What the exercise asks:
Reproduce verbatim the part of the text below on AI in cybersecurity that opens with the words containing "But that same" and closes with "often more personalised.".

Extracted text:
So how do technical leaders stay ahead when AI is being used on both sides of the cybersecurity fence? 

Why AI is a double-edged sword for cybersecurity

AI is one of the best tools defenders have ever had. But it’s also one of the most dangerous tools attackers have ever used. 

It’s helping us automate incident response, detect anomalies, and analyse signals across endpoints faster than any human team could.  

But that same power is now in the hands of cybercriminals. 

Cybercriminals use AI to automate and scale attacks at unprecedented speed and complexity. 

AI can write convincing phishing emails in seconds. It can clone voices. It can learn your systems and your people very quickly and quietly. 

This means attacks are faster, harder to detect, and often more personalised. 

The increasing availability of powerful AI tools makes it easier for less-skilled actors to launch sophisticated attacks. Making cyber threats more accessible and expanding the pool of potential adversaries. 

AI in Cybersecurity: The benefits and risks

We’ve summed up the double-edged sword of AI in cybersecurity in this table: 

Table summing up the benefits and risks of AI in cybersecurity

AI-generated threats are getting more sophisticated

Phishing no longer looks like a sketchy Gmail address and poor grammar. Now, it looks like your CEO asking for an urgent invoice. Or a fake voicemail from a board member. Or even a deepfake Teams call.

Data:
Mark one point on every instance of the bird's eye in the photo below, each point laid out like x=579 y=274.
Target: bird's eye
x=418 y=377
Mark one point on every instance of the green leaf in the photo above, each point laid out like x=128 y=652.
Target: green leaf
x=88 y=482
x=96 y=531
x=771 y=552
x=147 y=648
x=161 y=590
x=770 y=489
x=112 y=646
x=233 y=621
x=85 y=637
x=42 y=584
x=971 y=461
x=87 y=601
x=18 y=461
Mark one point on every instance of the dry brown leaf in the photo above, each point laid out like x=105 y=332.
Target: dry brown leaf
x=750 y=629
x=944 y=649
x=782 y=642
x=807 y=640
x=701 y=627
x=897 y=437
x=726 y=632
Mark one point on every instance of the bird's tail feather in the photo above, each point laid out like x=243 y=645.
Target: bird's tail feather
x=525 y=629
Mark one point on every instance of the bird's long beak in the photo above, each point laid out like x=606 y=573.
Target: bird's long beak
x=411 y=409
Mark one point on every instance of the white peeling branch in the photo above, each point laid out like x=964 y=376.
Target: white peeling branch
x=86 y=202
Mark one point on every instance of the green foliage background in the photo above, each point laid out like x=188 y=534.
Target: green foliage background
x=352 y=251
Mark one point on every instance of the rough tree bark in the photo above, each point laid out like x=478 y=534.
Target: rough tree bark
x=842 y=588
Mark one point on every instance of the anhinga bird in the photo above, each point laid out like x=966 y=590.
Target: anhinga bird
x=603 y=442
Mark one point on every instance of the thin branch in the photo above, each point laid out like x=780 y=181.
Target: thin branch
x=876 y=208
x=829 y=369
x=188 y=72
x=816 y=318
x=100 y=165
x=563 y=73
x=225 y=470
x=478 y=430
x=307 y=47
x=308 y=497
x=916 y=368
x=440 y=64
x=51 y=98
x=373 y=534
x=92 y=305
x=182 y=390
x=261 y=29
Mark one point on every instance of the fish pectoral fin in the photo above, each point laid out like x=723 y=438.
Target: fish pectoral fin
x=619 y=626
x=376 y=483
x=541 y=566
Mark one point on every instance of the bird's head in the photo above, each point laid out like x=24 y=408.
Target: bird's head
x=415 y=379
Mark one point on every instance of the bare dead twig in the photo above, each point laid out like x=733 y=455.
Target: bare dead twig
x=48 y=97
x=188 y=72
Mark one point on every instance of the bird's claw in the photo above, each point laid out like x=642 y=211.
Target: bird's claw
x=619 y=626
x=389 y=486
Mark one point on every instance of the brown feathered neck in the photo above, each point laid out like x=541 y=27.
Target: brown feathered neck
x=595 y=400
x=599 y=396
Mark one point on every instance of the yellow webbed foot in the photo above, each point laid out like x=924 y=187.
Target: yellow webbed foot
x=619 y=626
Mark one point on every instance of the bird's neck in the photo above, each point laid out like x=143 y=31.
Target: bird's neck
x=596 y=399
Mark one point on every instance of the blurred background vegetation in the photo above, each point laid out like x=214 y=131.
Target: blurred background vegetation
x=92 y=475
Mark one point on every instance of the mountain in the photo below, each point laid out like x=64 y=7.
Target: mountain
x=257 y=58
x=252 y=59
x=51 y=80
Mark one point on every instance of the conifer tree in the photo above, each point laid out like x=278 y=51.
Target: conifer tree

Result for this task:
But that same power is now in the hands of cybercriminals. 

Cybercriminals use AI to automate and scale attacks at unprecedented speed and complexity. 

AI can write convincing phishing emails in seconds. It can clone voices. It can learn your systems and your people very quickly and quietly. 

This means attacks are faster, harder to detect, and often more personalised.